--- DATA SHOWN ---
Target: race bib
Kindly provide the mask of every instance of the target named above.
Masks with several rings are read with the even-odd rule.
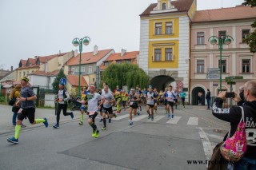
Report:
[[[89,115],[94,115],[94,114],[95,114],[95,111],[91,111],[91,112],[89,112]]]

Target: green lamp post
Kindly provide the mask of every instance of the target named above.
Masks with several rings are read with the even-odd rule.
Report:
[[[219,89],[220,91],[222,91],[222,49],[223,49],[223,45],[229,45],[231,43],[232,41],[234,41],[233,38],[230,35],[226,35],[226,36],[211,36],[209,38],[208,42],[210,41],[210,43],[211,45],[215,45],[218,42],[218,50],[219,50],[219,53],[220,53],[220,61],[219,61]]]
[[[81,82],[80,82],[80,77],[81,77],[81,53],[82,51],[82,44],[84,45],[88,45],[90,42],[90,39],[89,37],[84,37],[83,38],[74,38],[72,42],[72,44],[74,46],[78,46],[79,45],[79,52],[80,52],[80,58],[79,58],[79,72],[78,72],[78,96],[81,96]]]

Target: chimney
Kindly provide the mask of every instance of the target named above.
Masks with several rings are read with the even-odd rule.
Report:
[[[124,54],[126,54],[126,49],[121,49],[121,56],[123,56]]]
[[[98,46],[95,45],[94,46],[94,56],[97,55],[97,53],[98,53]]]

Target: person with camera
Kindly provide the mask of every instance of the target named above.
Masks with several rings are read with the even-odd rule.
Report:
[[[232,97],[230,94],[234,94]],[[228,94],[228,95],[227,95]],[[246,128],[246,152],[244,156],[234,163],[234,169],[256,169],[256,81],[249,81],[244,85],[245,101],[234,93],[221,92],[213,105],[213,115],[218,119],[230,123],[230,136],[232,136],[242,118],[242,106],[244,110],[244,119]],[[222,108],[225,98],[231,97],[238,105],[230,108]],[[224,141],[227,140],[226,134]]]

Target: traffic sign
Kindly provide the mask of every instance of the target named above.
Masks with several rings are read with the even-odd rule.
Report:
[[[227,84],[228,84],[228,85],[235,85],[235,82],[234,82],[234,81],[229,81],[229,82],[227,82]]]

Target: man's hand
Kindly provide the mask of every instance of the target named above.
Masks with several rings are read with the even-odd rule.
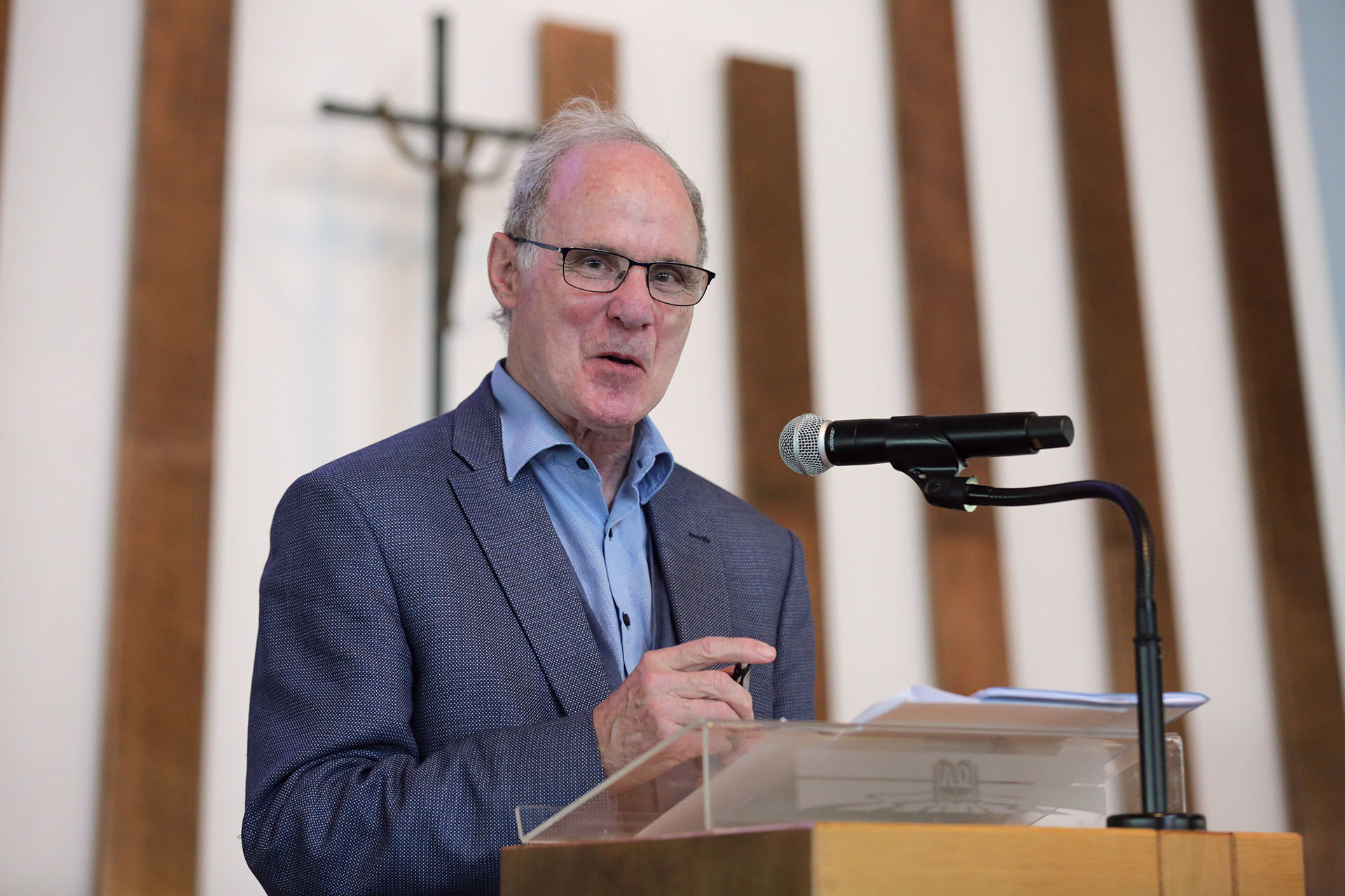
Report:
[[[752,695],[734,684],[733,662],[775,660],[775,647],[752,638],[701,638],[650,650],[593,709],[593,728],[608,775],[693,719],[752,719]]]

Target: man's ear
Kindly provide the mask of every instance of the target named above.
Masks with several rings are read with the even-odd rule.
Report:
[[[495,301],[506,310],[514,310],[519,290],[523,287],[523,271],[518,265],[518,243],[507,234],[491,236],[491,247],[486,255],[486,273],[491,279]]]

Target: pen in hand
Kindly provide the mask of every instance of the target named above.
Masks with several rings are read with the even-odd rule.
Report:
[[[752,680],[752,664],[751,662],[734,664],[733,672],[729,673],[729,677],[733,678],[734,684],[740,684],[744,688],[746,688],[749,681]]]

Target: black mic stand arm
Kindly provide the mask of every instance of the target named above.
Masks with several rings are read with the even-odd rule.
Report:
[[[923,451],[917,451],[924,455],[923,458],[911,458],[916,463],[893,461],[892,466],[915,480],[925,500],[935,506],[972,510],[976,505],[1025,506],[1103,498],[1126,512],[1135,539],[1135,695],[1139,703],[1139,782],[1143,811],[1111,815],[1107,818],[1107,826],[1205,830],[1204,815],[1167,811],[1163,656],[1162,638],[1158,635],[1158,609],[1154,603],[1154,531],[1139,500],[1128,489],[1102,480],[1038,485],[1028,489],[979,485],[975,477],[958,476],[966,465],[955,455],[951,443],[936,447],[937,437],[932,442],[933,445],[927,443]],[[928,461],[935,457],[939,461],[929,463]]]

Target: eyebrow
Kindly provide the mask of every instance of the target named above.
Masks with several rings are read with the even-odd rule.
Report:
[[[566,246],[566,249],[596,249],[596,250],[599,250],[601,253],[612,253],[613,255],[620,255],[621,258],[631,258],[629,255],[627,255],[620,249],[613,249],[608,243],[582,243],[582,244],[576,244],[576,246]],[[631,261],[635,261],[635,259],[631,259]],[[652,259],[650,259],[646,263],[648,263],[648,265],[687,265],[690,267],[695,267],[695,262],[685,262],[681,258],[652,258]]]

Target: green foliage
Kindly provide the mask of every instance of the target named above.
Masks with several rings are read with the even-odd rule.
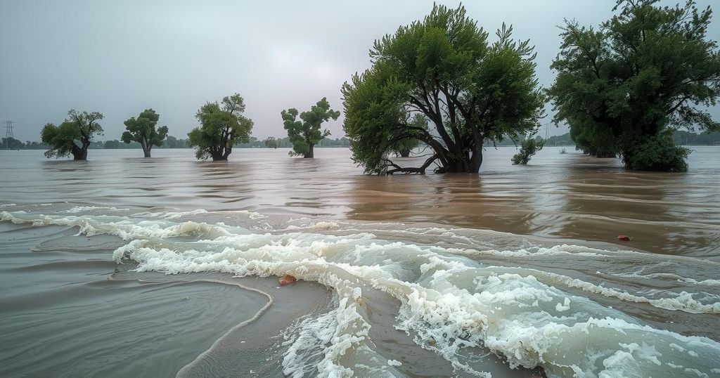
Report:
[[[410,125],[413,127],[428,130],[428,120],[423,114],[415,114]],[[410,151],[420,145],[420,140],[414,138],[407,138],[395,142],[392,150],[397,156],[407,158],[410,156]]]
[[[435,5],[423,21],[375,41],[372,66],[342,89],[343,127],[356,163],[378,174],[424,173],[436,161],[439,171],[477,172],[485,140],[534,131],[545,98],[535,78],[534,48],[514,41],[505,24],[497,35],[489,44],[464,7]],[[413,125],[415,114],[431,127]],[[399,167],[387,158],[408,139],[434,153],[420,167]]]
[[[532,138],[523,140],[520,143],[520,152],[513,156],[513,164],[527,164],[530,158],[542,150],[544,145],[544,140],[536,140]]]
[[[97,112],[68,112],[68,119],[58,126],[48,123],[40,132],[40,139],[48,145],[48,158],[73,156],[73,160],[86,160],[87,150],[95,135],[102,134],[98,121],[103,115]]]
[[[200,127],[187,134],[187,145],[195,148],[195,157],[228,160],[233,145],[248,142],[253,121],[243,112],[245,103],[238,94],[224,97],[221,104],[203,105],[195,115]]]
[[[688,170],[685,159],[690,150],[680,147],[672,140],[672,130],[666,129],[657,135],[631,147],[631,153],[623,156],[625,166],[639,171]]]
[[[720,95],[720,53],[706,37],[711,11],[690,0],[674,7],[658,1],[618,0],[619,14],[598,30],[567,22],[552,64],[554,122],[570,125],[579,148],[621,153],[628,168],[642,146],[665,145],[655,137],[667,127],[720,130],[705,110]],[[667,156],[682,155],[675,150]]]
[[[277,139],[275,139],[275,137],[269,137],[265,140],[264,143],[265,144],[265,147],[267,147],[268,148],[277,148],[279,144]]]
[[[146,109],[138,116],[125,122],[125,131],[120,138],[125,143],[138,142],[143,147],[146,158],[150,157],[150,151],[153,145],[163,145],[163,140],[168,135],[168,127],[156,128],[160,114],[152,109]]]
[[[280,115],[287,130],[287,137],[292,143],[290,155],[312,158],[315,145],[330,135],[328,130],[320,131],[320,125],[330,119],[337,120],[340,112],[330,109],[328,99],[323,97],[309,111],[300,113],[300,120],[297,119],[297,109],[294,108],[283,110]]]

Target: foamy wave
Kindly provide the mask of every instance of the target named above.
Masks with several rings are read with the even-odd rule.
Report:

--- WRITTEN TASK ---
Change every "Kindly provide" in the items above to "Please give" and write out all the items again with nothing else altered. Leave the pictures out.

--- REPLY ---
Target: race bib
Please give the mask of every instance of the target named above.
Masks with several rings are read with the even-odd rule.
Report:
[[[89,115],[94,115],[94,114],[95,114],[95,111],[91,111],[91,112],[89,112]]]

Target: green lamp post
Please give the mask of every instance of the target named above.
Masks with several rings are read with the even-odd rule.
Report:
[[[219,89],[220,91],[222,91],[222,49],[223,49],[223,45],[229,45],[231,43],[232,41],[234,41],[233,38],[230,35],[226,35],[226,36],[211,36],[209,38],[208,42],[210,41],[210,43],[211,45],[215,45],[218,42],[218,50],[219,50],[219,53],[220,53],[220,61],[219,61]]]
[[[81,82],[80,82],[80,77],[81,77],[81,53],[82,51],[82,44],[84,45],[88,45],[90,42],[90,39],[89,37],[84,37],[83,38],[74,38],[72,42],[72,44],[74,46],[78,46],[79,45],[79,52],[80,52],[80,58],[79,58],[79,72],[78,72],[78,96],[81,96]]]

Target: chimney
Please give the mask of every instance of the target named above.
Masks with several rings are read with the even-odd rule.
Report:
[[[124,54],[126,54],[126,49],[121,49],[121,56],[123,56]]]
[[[98,46],[95,45],[94,46],[94,56],[97,55],[97,53],[98,53]]]

Target: person with camera
Please give the mask of every instance of the target named above.
Masks with several rings are read with the even-odd rule.
Report:
[[[232,97],[230,94],[234,94]],[[228,94],[228,95],[227,95]],[[246,128],[246,152],[244,156],[234,163],[234,169],[256,169],[256,81],[249,81],[244,85],[245,101],[234,93],[221,92],[213,105],[213,115],[218,119],[230,123],[230,136],[232,136],[242,118],[242,106],[244,110],[244,119]],[[222,108],[225,98],[231,97],[238,105],[230,108]],[[224,141],[227,140],[226,134]]]

Target: traffic sign
Please give the mask of every instance of the target named above.
Masks with several rings are read with the even-odd rule.
Report:
[[[227,84],[228,84],[228,85],[235,85],[235,82],[234,82],[234,81],[229,81],[229,82],[227,82]]]

Target: man's hand
Please give the mask of every instance of the target named above.
Masks with several rings are read with the even-odd rule.
Report:
[[[752,695],[734,684],[733,662],[775,660],[775,647],[752,638],[701,638],[650,650],[593,709],[593,728],[608,775],[693,719],[752,719]]]

Target: man's ear
Please give the mask of every instance of the target named above.
Masks with several rings are read with the even-odd rule.
Report:
[[[495,301],[506,310],[514,310],[519,290],[523,287],[523,271],[518,265],[518,243],[507,234],[491,236],[491,247],[486,255],[486,273],[491,279]]]

Target: pen in hand
Please give the mask of every instance of the target named above.
Masks with several rings are read with the even-odd rule.
Report:
[[[752,680],[752,664],[751,662],[734,664],[733,672],[729,673],[729,677],[733,678],[734,684],[740,684],[744,688],[746,688],[749,681]]]

Target: black mic stand arm
Please give the mask of every instance of the target named above.
Masks with several rings are read with the even-odd rule.
Report:
[[[923,451],[917,451],[924,455],[923,458],[911,458],[916,463],[893,461],[892,466],[915,480],[925,500],[935,506],[972,510],[976,505],[1025,506],[1103,498],[1126,512],[1135,539],[1135,695],[1139,703],[1139,782],[1143,811],[1111,815],[1107,818],[1107,826],[1205,830],[1204,815],[1167,811],[1163,656],[1162,638],[1158,635],[1158,609],[1154,603],[1154,531],[1139,500],[1128,489],[1102,480],[1038,485],[1028,489],[979,485],[975,477],[958,476],[966,465],[955,455],[951,443],[936,447],[937,437],[932,442],[933,445],[927,443]],[[928,461],[935,457],[939,461],[929,463]]]

Target: eyebrow
Please give the mask of every instance of the target named above.
Masks with several rings are read with the even-odd rule.
Report:
[[[566,246],[566,249],[596,249],[596,250],[599,250],[601,253],[612,253],[613,255],[620,255],[621,258],[631,258],[629,255],[627,255],[620,249],[613,249],[608,243],[582,243],[582,244],[576,244],[576,246]],[[631,261],[635,261],[635,259],[631,259]],[[652,259],[650,259],[646,263],[648,263],[648,265],[687,265],[690,267],[695,267],[695,262],[685,262],[681,258],[652,258]]]

Target: green foliage
Please give the mask of every instance of the target named above.
Masks with several rings are read with the even-odd rule.
Report:
[[[410,125],[413,127],[428,130],[428,120],[423,114],[415,114]],[[410,151],[420,145],[420,140],[414,138],[407,138],[395,142],[392,150],[397,156],[407,158],[410,156]]]
[[[435,5],[423,21],[375,41],[372,66],[342,89],[343,127],[356,163],[378,174],[424,173],[436,161],[439,171],[477,172],[485,140],[534,131],[545,98],[535,78],[534,48],[514,41],[505,24],[497,35],[489,44],[464,7]],[[413,125],[415,114],[431,127]],[[399,167],[387,158],[408,139],[434,153],[420,167]]]
[[[532,138],[523,140],[520,143],[520,152],[513,156],[513,164],[527,164],[530,158],[542,150],[544,145],[544,140],[536,140]]]
[[[97,112],[68,112],[68,119],[58,126],[48,123],[40,132],[40,139],[48,145],[48,158],[73,156],[73,160],[86,160],[87,150],[95,135],[102,134],[98,121],[103,115]]]
[[[200,127],[187,134],[187,145],[195,148],[195,157],[228,160],[233,145],[248,142],[253,121],[243,112],[245,103],[238,94],[224,97],[221,104],[203,105],[195,115]]]
[[[688,170],[685,159],[690,150],[680,147],[672,140],[672,130],[666,129],[657,135],[631,147],[631,153],[623,156],[625,166],[639,171]]]
[[[720,95],[720,53],[706,37],[711,11],[690,0],[674,7],[658,1],[618,0],[619,14],[598,30],[567,22],[552,64],[554,122],[570,125],[579,148],[621,153],[628,168],[642,146],[665,145],[655,137],[667,127],[720,130],[705,110]],[[667,156],[682,155],[675,150]]]
[[[277,139],[275,139],[275,137],[269,137],[265,140],[264,143],[265,144],[265,147],[267,147],[268,148],[277,148],[279,144]]]
[[[146,109],[138,116],[125,122],[125,131],[120,138],[125,143],[138,142],[143,147],[146,158],[150,157],[150,151],[153,145],[163,145],[163,140],[168,135],[168,127],[156,128],[160,114],[152,109]]]
[[[280,115],[287,130],[287,137],[292,143],[290,155],[312,158],[315,145],[330,135],[328,130],[320,131],[320,125],[330,119],[337,120],[340,112],[330,109],[328,99],[323,97],[309,111],[300,113],[300,120],[297,119],[297,109],[294,108],[283,110]]]

Target: foamy wave
Please give the mask of every instance of the target named above.
Masks with several rings are read with the even-odd rule.
Report:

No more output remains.